**** Excerpt to read ****

Why do we want to become doctors? What was our main motivation that we have written in our motivation letters and repeated in our interviews? Regardless of the specific incident or the general motivation, it can be all summarized in one sentence: We are here to save lives. After all, this is what the physicians do, isn’t it?
Preventing deaths is actually hinted to by the original Hippocratic Oath, written between the third and fifth century B.C. through the following: “Neither will I administer a poison to anybody when asked to do so … Similarly, I will not give to a woman a pessary to cause abortion.” According to the socially accepted norms, the sanctity of life must be preserved by doctors, regardless of the situation.
Unfortunately, when it comes to personal experiences, these slogans are shattered, and the moral rules, that were considered sacred, are questioned. Around two years ago, my grandmother was diagnosed with liver cirrhosis. The drugs she used to take before this diagnosis had their obnoxious systemic effects, leaving her with joint pain, myalgia, and decreased appetite. Add to that the symptoms of liver cirrhosis: jaundice, esophageal varices, spider angioma, caput medusa, anemia, edema … one by one, the symptoms started appearing, as the books and the online sources described.
I was a senior premed back then, excited to read about my grandmother’s disease. However, I could see what’s beyond the dull sentences we read, and the apathetic tables we memorize. Real life patients suffer a lot, and every minor change can be a big deal to them. I followed up with the symptoms reaching the end stage hepatic encephalopathy. The only consequence left was death, and that was when I realized that she had few weeks left.

**** Supplied data ****

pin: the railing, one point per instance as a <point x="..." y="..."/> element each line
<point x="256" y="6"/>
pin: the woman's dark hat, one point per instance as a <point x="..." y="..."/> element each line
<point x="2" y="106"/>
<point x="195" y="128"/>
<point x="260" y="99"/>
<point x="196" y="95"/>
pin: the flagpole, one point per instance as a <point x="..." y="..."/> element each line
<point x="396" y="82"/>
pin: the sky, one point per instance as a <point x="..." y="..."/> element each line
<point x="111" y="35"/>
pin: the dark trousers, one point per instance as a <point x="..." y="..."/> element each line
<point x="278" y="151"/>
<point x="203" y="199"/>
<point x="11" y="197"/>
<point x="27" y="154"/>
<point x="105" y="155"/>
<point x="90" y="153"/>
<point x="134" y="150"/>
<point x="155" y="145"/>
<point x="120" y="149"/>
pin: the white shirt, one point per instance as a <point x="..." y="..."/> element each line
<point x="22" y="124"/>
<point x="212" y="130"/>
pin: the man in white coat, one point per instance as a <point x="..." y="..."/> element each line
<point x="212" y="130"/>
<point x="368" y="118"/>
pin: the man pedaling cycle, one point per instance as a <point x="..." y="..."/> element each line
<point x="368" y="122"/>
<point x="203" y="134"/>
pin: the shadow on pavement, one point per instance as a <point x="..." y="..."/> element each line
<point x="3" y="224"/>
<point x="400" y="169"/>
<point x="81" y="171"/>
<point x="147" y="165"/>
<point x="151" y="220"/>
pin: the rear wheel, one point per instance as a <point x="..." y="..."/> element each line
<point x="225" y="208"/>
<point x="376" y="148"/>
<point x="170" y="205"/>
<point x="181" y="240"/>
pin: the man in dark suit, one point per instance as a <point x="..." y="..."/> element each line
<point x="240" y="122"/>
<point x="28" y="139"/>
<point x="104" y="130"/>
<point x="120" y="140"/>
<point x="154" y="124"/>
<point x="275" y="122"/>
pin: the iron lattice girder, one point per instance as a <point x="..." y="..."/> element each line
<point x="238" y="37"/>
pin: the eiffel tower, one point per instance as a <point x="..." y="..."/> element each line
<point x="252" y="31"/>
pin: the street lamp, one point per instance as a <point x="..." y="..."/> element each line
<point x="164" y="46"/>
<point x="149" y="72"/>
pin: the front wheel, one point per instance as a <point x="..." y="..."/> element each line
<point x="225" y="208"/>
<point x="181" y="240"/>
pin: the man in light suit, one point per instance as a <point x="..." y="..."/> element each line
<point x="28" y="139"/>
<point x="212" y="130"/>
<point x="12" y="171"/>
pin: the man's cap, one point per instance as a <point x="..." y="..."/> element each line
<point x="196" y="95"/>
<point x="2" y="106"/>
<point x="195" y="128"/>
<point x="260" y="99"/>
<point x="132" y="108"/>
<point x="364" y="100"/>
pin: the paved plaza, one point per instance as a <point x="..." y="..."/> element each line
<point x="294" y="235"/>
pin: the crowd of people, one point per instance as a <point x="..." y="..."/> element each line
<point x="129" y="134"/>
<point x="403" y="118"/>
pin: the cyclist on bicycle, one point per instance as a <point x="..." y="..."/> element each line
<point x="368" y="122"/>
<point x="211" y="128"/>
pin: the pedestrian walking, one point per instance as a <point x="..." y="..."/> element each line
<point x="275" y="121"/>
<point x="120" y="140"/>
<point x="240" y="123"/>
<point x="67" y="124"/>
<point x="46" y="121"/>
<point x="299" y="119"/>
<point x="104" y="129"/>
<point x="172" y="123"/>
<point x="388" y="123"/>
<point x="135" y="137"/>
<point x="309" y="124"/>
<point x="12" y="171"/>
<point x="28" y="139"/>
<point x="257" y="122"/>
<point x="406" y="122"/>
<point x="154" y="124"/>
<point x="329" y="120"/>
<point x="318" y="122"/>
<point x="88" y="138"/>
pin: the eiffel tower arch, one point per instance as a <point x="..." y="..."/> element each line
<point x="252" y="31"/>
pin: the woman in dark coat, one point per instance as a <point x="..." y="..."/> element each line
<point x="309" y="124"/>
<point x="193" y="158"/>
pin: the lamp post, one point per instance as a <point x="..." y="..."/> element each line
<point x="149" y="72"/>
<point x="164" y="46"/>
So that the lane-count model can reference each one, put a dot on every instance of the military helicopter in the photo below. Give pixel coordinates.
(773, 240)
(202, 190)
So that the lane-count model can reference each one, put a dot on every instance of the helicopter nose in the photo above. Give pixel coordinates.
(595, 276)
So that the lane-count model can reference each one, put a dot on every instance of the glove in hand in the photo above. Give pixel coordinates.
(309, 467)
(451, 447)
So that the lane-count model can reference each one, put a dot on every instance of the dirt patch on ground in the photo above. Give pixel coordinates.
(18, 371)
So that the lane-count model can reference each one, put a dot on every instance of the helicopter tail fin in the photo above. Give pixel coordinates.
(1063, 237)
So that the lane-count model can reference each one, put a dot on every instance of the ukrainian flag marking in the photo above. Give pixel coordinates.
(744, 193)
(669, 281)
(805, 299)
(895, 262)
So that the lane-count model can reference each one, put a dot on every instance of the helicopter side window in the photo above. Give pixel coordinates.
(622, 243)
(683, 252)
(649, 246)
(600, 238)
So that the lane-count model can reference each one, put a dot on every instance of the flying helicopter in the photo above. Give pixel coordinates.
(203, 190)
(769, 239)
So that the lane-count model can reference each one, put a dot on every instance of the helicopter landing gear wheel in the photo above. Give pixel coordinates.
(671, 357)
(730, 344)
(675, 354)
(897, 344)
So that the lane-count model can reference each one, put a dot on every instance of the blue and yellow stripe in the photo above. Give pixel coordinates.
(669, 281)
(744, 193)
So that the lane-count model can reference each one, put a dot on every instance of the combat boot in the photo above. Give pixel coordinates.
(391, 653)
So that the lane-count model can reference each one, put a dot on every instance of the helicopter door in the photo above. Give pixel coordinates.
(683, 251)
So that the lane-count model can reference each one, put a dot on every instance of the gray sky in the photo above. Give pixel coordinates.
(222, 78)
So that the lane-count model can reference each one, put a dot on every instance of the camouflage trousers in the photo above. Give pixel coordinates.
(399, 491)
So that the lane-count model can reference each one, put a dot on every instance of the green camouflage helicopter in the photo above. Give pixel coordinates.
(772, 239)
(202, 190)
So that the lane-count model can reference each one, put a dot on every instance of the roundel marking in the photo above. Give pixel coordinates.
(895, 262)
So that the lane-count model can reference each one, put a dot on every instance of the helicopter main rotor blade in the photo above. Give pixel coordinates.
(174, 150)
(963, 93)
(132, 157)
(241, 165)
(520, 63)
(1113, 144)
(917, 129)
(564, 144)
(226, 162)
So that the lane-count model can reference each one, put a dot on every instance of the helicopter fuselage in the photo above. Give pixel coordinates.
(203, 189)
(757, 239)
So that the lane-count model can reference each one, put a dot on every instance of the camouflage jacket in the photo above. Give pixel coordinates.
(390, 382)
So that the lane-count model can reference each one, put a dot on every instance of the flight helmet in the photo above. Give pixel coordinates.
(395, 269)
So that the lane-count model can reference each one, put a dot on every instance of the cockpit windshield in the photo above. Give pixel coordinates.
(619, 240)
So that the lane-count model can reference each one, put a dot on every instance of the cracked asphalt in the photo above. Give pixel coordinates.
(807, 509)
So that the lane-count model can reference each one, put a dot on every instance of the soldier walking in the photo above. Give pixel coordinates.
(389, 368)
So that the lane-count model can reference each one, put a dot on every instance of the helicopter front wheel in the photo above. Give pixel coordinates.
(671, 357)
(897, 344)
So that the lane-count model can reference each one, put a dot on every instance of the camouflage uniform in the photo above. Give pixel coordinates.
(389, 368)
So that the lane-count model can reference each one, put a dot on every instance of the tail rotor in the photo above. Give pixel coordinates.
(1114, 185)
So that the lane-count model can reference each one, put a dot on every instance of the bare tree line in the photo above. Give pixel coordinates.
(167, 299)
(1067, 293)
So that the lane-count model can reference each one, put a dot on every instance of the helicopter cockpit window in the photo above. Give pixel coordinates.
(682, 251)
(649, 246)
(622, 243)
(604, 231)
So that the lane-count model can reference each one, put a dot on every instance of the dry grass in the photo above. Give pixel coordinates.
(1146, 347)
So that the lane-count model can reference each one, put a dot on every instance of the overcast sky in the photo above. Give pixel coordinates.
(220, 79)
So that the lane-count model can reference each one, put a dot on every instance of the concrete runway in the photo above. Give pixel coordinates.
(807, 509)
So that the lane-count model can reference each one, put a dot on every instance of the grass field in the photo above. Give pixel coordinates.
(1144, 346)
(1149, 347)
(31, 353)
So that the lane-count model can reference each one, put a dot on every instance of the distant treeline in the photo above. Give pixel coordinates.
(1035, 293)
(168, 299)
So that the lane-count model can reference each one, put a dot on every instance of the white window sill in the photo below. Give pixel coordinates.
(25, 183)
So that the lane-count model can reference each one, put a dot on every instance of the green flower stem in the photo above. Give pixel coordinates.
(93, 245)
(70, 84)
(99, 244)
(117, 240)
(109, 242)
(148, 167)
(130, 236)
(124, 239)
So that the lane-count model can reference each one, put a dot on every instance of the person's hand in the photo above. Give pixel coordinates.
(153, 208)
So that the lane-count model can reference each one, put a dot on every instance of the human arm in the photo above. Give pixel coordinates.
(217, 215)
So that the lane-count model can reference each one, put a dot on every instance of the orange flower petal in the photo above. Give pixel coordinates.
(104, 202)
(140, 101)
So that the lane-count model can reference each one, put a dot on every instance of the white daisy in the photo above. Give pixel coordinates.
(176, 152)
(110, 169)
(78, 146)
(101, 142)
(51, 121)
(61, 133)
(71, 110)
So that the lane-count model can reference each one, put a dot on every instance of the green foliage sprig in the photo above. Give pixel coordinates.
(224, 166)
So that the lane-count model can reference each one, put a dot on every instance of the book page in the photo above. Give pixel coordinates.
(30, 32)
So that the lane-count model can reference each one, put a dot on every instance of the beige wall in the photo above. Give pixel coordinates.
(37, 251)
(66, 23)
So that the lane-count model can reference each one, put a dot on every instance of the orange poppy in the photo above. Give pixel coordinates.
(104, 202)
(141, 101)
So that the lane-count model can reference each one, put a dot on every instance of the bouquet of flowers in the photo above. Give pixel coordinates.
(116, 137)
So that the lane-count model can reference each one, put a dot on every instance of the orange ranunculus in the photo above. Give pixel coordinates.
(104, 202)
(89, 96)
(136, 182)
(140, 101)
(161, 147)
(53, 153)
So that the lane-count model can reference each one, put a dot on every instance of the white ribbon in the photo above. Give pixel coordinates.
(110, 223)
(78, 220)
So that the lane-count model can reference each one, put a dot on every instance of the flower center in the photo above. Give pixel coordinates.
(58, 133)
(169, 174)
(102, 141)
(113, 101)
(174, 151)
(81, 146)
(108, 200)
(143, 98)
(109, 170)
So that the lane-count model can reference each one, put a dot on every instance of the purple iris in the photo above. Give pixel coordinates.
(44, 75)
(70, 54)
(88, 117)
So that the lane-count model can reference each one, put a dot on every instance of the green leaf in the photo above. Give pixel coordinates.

****

• What to work on:
- 1) Please reproduce the stretch of the passage on becoming a doctor from "Preventing deaths is" through "of the situation." word for word.
- 2) Summarize the passage on becoming a doctor in two sentences.

• Per-task answers:
- 1)
Preventing deaths is actually hinted to by the original Hippocratic Oath, written between the third and fifth century B.C. through the following: “Neither will I administer a poison to anybody when asked to do so … Similarly, I will not give to a woman a pessary to cause abortion.” According to the socially accepted norms, the sanctity of life must be preserved by doctors, regardless of the situation.

- 2) Future doctors say they are driven to save lives, an aim hinted at in the original Hippocratic Oath and backed by social norms that doctors must preserve the sanctity of life. The writer saw these rules questioned through a grandmother's liver cirrhosis, which progressed as a senior premed watched to end-stage hepatic encephalopathy with only a few weeks left.